**What you will do:** Reproduce the part of the article on Zoos Victoria's bubbles campaign from "To save marine" up to and including "bubbles can be.".

**Supplied passage:**
To save marine wildlife from plastic, Zoos Victoria is urging people to replace balloons with bubbles for outdoor use, and they've recruited their animals to show how much fun bubbles can be.
The catastrophic effects of plastic in the oceans are inspiring people to reject bags, bottles, and straws, but outdoor helium balloons are much worse. Well placed river traps can stop other plastics reaching the oceans, but balloons float straight over such defenses. One study found them among the big three identifiable sources of marine plastic along with fishing gear and plastic bags. Moreover, helium is the ultimate non-renewable resource – one day we may have to choose between letting off balloons and life-saving MRI scans.
That said, there is no denying people love balloons, so campaigners are trying to emphasize the enjoyment to be gained from potential replacements, particularly bubbles. Zoos Victoria, which runs three zoos in and around Melbourne, Australia made this video to record their animals' preference.
OK so maybe the giraffe doesn't care, but apparently bubbles even make elephants frisky, although the zoo isn't counting on any baby elephants from the extra play they've inspired between two females.
“Animals can accidently eat balloons thinking they are food and can also become entangled in attached ribbons, often leading to fatal outcomes,” said Ben Sanders of Zoos Victoria in a statement.
This is more than an environmental message. Melbourne Zoo was something of a trendsetter decades ago in getting animals out of cages and into more natural environments, but it only has so much space to go round, so needs to find other ways to keep its charges stimulated.
“Animals are naturally curious, and it's very important for them that we as a zoo give them something to make their lives more interesting and entertaining,” Sanders told IFLScience.
The zoo has been used bubbles on an irregular basis to stimulate many animals, and for July they've brought the bubble machines out and have added videos about their benefits at the seal enclosure. The zoo's grounds have been hung with balloon debris to raise awareness of the problem, but, Sanders said, “The most influential thing we do is include the harm of balloons and benefits of bubbles in the keepers' presentations. Face-to-face messages are stronger, we tell a story and offer people something they can do.” Visitors are encouraged to sign a pledge not to use balloons out of doors, which gets placed on the zoos' noticeboard or online.
Zoos Victoria recently abolished the sale of plastic bottles across its three venues. Sanders added zoos worldwide are raising awareness of marine plastics' threat, but he is not aware of any other using their animals as ambassadors to promote bubbles instead.
Zoo staff had all major bubble brands sold in Australia checked by chemists to ensure the solutions are non-toxic and break down easily before launching the campaign.

Data records
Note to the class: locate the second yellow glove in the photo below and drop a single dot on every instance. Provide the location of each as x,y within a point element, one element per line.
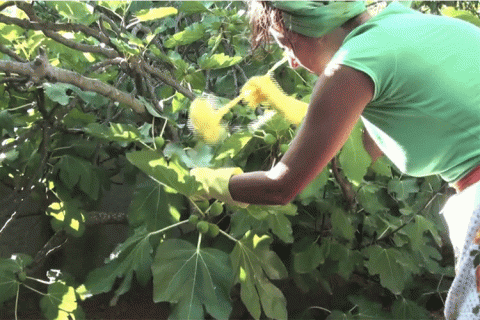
<point>215,184</point>
<point>263,89</point>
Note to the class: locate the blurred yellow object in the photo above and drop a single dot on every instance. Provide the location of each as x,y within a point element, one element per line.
<point>206,121</point>
<point>265,90</point>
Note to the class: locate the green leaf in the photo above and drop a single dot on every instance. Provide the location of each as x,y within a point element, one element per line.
<point>170,174</point>
<point>190,7</point>
<point>135,254</point>
<point>254,263</point>
<point>339,315</point>
<point>406,309</point>
<point>342,224</point>
<point>275,216</point>
<point>368,309</point>
<point>370,197</point>
<point>460,14</point>
<point>384,262</point>
<point>8,275</point>
<point>118,132</point>
<point>383,167</point>
<point>415,231</point>
<point>402,188</point>
<point>77,118</point>
<point>347,258</point>
<point>152,205</point>
<point>242,222</point>
<point>312,191</point>
<point>192,33</point>
<point>192,277</point>
<point>233,145</point>
<point>353,158</point>
<point>200,156</point>
<point>58,92</point>
<point>67,216</point>
<point>155,13</point>
<point>74,170</point>
<point>61,302</point>
<point>307,259</point>
<point>217,61</point>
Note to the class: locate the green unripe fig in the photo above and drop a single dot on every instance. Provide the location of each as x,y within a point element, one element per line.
<point>213,230</point>
<point>203,205</point>
<point>22,276</point>
<point>283,147</point>
<point>202,227</point>
<point>269,138</point>
<point>228,116</point>
<point>216,209</point>
<point>159,142</point>
<point>193,219</point>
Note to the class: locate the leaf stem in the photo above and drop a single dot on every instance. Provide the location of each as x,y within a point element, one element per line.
<point>228,236</point>
<point>16,303</point>
<point>34,290</point>
<point>167,228</point>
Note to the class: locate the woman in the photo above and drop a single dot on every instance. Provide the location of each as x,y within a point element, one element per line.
<point>415,81</point>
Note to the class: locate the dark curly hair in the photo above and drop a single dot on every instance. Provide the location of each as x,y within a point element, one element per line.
<point>263,16</point>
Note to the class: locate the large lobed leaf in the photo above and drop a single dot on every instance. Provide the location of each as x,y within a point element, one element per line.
<point>170,174</point>
<point>254,263</point>
<point>192,277</point>
<point>8,275</point>
<point>61,303</point>
<point>135,254</point>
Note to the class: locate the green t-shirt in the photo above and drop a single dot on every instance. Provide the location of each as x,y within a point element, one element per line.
<point>425,113</point>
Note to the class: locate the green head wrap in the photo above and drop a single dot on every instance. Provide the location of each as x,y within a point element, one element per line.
<point>317,18</point>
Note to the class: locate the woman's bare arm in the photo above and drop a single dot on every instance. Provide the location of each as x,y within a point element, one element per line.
<point>335,107</point>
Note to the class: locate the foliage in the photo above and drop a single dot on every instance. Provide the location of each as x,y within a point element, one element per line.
<point>125,75</point>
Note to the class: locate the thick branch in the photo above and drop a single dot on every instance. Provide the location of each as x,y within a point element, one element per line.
<point>44,25</point>
<point>41,70</point>
<point>36,24</point>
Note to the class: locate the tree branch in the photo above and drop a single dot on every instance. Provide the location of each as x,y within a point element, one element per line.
<point>164,77</point>
<point>11,53</point>
<point>41,70</point>
<point>37,24</point>
<point>345,185</point>
<point>6,5</point>
<point>19,195</point>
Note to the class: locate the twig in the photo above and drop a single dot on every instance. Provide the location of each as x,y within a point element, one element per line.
<point>164,77</point>
<point>37,24</point>
<point>41,70</point>
<point>19,195</point>
<point>6,5</point>
<point>11,53</point>
<point>55,243</point>
<point>345,185</point>
<point>109,62</point>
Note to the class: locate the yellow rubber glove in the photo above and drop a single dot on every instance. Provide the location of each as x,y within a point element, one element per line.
<point>215,184</point>
<point>263,89</point>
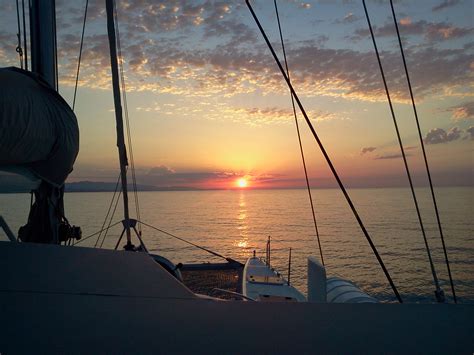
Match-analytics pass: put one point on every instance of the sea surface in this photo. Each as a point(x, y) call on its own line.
point(234, 223)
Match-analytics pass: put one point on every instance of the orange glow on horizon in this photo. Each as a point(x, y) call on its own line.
point(242, 183)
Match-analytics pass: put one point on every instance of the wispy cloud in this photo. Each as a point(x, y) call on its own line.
point(433, 31)
point(462, 112)
point(366, 150)
point(439, 135)
point(470, 132)
point(445, 4)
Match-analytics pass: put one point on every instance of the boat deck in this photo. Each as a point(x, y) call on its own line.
point(206, 279)
point(77, 300)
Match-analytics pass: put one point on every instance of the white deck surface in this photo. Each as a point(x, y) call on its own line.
point(259, 279)
point(76, 300)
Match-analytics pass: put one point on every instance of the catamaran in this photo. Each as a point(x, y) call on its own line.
point(60, 298)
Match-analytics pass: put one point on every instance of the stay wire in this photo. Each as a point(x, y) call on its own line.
point(18, 49)
point(94, 234)
point(433, 271)
point(299, 135)
point(326, 156)
point(80, 54)
point(127, 120)
point(111, 217)
point(109, 209)
point(424, 153)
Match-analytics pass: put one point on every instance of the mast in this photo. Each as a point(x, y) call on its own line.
point(43, 40)
point(118, 116)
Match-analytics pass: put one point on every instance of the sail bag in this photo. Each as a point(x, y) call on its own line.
point(38, 129)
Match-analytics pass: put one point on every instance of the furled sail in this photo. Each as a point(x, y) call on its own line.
point(38, 129)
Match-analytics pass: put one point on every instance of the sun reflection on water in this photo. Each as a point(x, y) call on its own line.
point(242, 240)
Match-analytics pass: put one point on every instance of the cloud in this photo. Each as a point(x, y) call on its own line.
point(432, 31)
point(391, 156)
point(348, 18)
point(470, 132)
point(166, 51)
point(160, 171)
point(445, 4)
point(464, 111)
point(163, 176)
point(439, 135)
point(367, 150)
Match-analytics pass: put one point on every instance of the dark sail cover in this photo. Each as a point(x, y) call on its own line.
point(38, 129)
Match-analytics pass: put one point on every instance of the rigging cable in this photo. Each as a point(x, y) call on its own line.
point(424, 153)
point(112, 216)
point(299, 135)
point(438, 292)
point(18, 49)
point(326, 156)
point(24, 35)
point(93, 234)
point(127, 121)
point(80, 55)
point(108, 211)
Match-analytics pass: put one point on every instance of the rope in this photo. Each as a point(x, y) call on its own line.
point(24, 34)
point(424, 153)
point(93, 234)
point(433, 271)
point(110, 221)
point(80, 55)
point(299, 137)
point(326, 156)
point(184, 240)
point(109, 209)
point(18, 49)
point(127, 121)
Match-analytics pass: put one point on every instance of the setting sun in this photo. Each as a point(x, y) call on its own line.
point(242, 182)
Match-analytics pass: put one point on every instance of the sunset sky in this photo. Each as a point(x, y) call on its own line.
point(208, 105)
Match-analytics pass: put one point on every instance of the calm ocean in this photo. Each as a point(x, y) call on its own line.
point(234, 223)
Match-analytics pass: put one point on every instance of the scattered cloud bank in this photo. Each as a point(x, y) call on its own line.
point(439, 135)
point(431, 31)
point(163, 176)
point(445, 4)
point(203, 49)
point(470, 132)
point(367, 150)
point(463, 112)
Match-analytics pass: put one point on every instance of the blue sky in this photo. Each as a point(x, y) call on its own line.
point(207, 103)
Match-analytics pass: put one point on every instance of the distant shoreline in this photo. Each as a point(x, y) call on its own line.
point(191, 189)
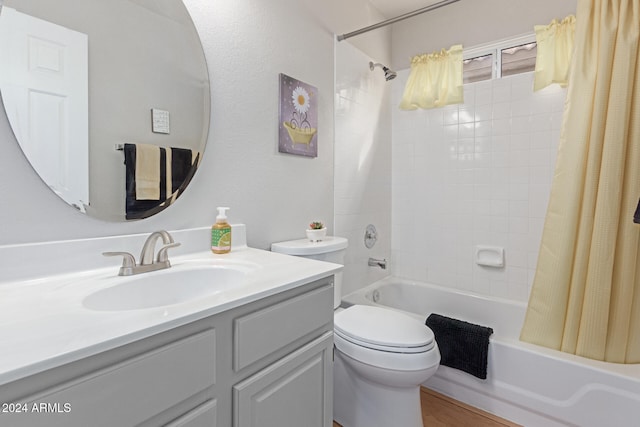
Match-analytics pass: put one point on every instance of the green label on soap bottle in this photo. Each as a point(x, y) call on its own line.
point(221, 239)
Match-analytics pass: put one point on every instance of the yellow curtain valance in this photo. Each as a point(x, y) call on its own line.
point(555, 47)
point(435, 80)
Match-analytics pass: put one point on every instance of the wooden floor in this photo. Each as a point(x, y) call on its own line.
point(442, 411)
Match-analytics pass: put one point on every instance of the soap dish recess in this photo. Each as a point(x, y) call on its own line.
point(490, 256)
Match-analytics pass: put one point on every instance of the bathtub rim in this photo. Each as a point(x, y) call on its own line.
point(624, 371)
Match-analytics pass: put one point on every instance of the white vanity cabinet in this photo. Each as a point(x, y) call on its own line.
point(266, 363)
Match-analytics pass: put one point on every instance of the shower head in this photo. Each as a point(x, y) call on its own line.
point(388, 74)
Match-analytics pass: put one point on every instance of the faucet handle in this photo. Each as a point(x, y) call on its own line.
point(128, 262)
point(163, 255)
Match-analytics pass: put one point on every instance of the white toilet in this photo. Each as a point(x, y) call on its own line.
point(381, 356)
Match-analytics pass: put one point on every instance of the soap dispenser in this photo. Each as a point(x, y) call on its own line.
point(221, 233)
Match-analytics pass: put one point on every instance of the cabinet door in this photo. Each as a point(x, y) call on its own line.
point(294, 391)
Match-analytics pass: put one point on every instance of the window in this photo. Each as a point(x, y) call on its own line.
point(477, 68)
point(518, 59)
point(496, 60)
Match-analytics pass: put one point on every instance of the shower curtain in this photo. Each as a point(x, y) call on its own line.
point(585, 298)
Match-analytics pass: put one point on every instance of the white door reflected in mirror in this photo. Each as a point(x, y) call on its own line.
point(44, 83)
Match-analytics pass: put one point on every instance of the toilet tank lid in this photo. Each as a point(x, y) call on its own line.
point(302, 247)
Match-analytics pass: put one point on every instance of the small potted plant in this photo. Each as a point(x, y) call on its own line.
point(316, 232)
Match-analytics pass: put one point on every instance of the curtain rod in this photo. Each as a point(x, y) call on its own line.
point(396, 19)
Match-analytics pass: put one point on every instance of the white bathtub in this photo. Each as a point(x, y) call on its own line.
point(527, 384)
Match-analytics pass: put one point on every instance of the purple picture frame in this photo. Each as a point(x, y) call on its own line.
point(298, 118)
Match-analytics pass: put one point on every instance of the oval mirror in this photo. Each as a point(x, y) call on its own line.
point(108, 99)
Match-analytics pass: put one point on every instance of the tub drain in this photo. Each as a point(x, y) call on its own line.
point(375, 296)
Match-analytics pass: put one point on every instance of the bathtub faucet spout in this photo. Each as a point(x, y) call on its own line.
point(382, 263)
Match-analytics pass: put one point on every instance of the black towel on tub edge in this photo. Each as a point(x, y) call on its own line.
point(463, 345)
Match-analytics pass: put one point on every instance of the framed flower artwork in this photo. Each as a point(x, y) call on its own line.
point(298, 119)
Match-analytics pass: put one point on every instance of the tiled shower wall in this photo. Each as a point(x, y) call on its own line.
point(362, 171)
point(477, 173)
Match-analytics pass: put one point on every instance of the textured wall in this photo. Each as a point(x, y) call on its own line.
point(247, 44)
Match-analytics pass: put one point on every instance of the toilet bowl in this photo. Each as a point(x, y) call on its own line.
point(381, 356)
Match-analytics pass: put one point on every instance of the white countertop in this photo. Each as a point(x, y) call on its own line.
point(43, 323)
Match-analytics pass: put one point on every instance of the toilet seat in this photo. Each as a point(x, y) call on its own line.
point(385, 338)
point(382, 329)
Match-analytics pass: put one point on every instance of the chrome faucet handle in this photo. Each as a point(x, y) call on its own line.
point(128, 262)
point(148, 249)
point(163, 253)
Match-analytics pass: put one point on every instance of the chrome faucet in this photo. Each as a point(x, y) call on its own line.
point(382, 263)
point(147, 263)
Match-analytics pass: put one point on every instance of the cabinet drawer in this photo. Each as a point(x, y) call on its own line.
point(202, 416)
point(259, 334)
point(129, 392)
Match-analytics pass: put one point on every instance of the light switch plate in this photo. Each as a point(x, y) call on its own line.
point(160, 121)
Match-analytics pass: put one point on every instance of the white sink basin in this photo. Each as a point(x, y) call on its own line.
point(171, 286)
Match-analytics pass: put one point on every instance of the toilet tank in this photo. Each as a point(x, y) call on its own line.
point(330, 249)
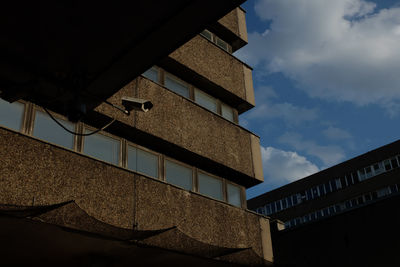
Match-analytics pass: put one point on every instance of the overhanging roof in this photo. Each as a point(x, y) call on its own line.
point(54, 52)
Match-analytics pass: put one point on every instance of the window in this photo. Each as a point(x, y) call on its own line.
point(227, 112)
point(221, 43)
point(234, 195)
point(210, 186)
point(47, 129)
point(387, 165)
point(11, 114)
point(152, 74)
point(178, 174)
point(142, 161)
point(205, 100)
point(102, 147)
point(179, 87)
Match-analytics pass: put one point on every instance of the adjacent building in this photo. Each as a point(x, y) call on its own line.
point(346, 186)
point(163, 187)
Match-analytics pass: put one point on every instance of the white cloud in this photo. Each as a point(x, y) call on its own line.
point(335, 133)
point(281, 167)
point(337, 50)
point(266, 109)
point(328, 154)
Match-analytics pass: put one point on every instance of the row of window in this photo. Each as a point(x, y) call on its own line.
point(343, 206)
point(186, 90)
point(117, 151)
point(216, 40)
point(331, 186)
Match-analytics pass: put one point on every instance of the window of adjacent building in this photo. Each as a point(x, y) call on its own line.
point(178, 175)
point(205, 100)
point(11, 114)
point(233, 192)
point(102, 147)
point(152, 74)
point(210, 186)
point(176, 86)
point(47, 129)
point(142, 161)
point(227, 112)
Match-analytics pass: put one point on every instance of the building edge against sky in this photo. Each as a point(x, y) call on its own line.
point(174, 175)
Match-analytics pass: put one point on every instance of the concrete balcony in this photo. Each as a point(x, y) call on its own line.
point(188, 132)
point(35, 173)
point(212, 69)
point(232, 28)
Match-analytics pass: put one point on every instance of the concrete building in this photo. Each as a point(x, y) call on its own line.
point(345, 215)
point(163, 187)
point(353, 183)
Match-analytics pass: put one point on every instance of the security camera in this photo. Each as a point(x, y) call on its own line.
point(131, 103)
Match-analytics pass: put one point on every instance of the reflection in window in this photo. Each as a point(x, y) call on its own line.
point(11, 114)
point(210, 186)
point(47, 129)
point(151, 74)
point(233, 195)
point(142, 161)
point(205, 100)
point(227, 112)
point(176, 86)
point(102, 147)
point(178, 175)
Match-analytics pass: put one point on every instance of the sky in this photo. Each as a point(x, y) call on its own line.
point(327, 82)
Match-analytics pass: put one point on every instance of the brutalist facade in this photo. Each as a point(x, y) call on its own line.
point(163, 187)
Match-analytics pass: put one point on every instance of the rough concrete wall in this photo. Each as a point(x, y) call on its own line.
point(181, 122)
point(35, 170)
point(212, 63)
point(36, 173)
point(162, 206)
point(235, 21)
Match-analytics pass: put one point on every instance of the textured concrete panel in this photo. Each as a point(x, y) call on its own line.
point(213, 63)
point(36, 173)
point(184, 123)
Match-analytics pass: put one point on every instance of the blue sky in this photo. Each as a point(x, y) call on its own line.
point(327, 82)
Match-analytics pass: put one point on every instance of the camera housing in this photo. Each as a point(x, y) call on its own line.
point(131, 103)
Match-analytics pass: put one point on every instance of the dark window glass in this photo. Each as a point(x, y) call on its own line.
point(321, 189)
point(284, 203)
point(343, 182)
point(331, 210)
point(388, 167)
point(289, 201)
point(355, 177)
point(294, 198)
point(102, 147)
point(273, 208)
point(309, 194)
point(394, 163)
point(11, 114)
point(47, 129)
point(176, 86)
point(333, 185)
point(178, 175)
point(278, 205)
point(210, 186)
point(234, 195)
point(151, 74)
point(327, 188)
point(393, 188)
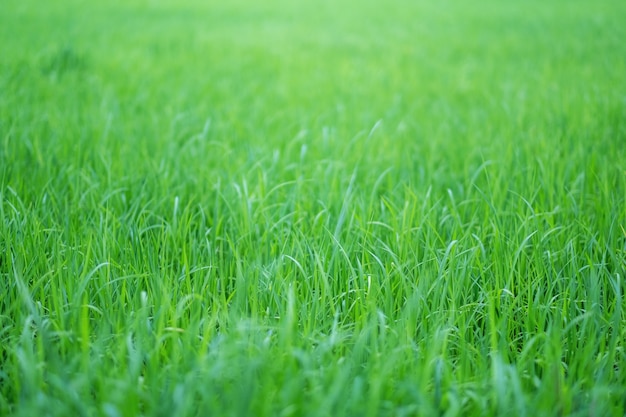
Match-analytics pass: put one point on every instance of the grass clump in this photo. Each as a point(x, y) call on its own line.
point(322, 208)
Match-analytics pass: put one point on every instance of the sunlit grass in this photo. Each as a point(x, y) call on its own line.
point(322, 208)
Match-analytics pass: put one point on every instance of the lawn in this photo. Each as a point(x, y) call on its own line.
point(312, 208)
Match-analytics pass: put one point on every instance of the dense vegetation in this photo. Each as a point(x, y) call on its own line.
point(307, 208)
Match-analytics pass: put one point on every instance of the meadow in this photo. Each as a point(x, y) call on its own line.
point(312, 208)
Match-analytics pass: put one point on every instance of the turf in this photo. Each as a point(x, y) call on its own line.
point(299, 208)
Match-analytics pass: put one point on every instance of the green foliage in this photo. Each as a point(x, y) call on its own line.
point(312, 208)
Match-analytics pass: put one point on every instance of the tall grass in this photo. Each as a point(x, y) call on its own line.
point(329, 208)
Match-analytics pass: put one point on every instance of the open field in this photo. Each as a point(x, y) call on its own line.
point(312, 208)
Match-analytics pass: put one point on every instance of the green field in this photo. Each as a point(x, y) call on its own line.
point(312, 208)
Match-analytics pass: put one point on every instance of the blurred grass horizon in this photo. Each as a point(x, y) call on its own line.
point(312, 208)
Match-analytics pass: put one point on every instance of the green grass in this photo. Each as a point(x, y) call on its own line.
point(299, 208)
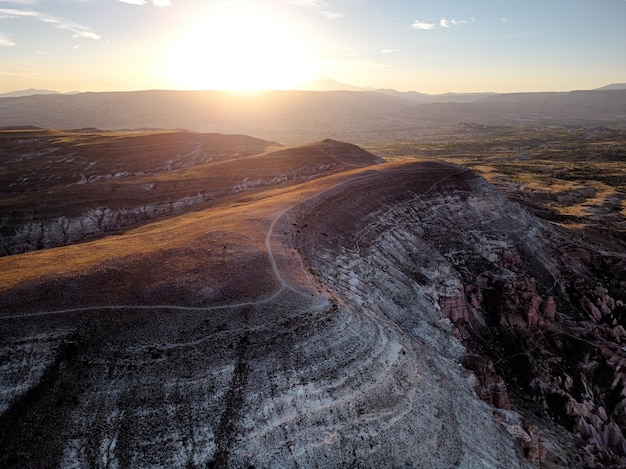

**Completed task:**
To save marine wildlife from plastic, Zoos Victoria is urging people to replace balloons with bubbles for outdoor use, and they've recruited their animals to show how much fun bubbles can be.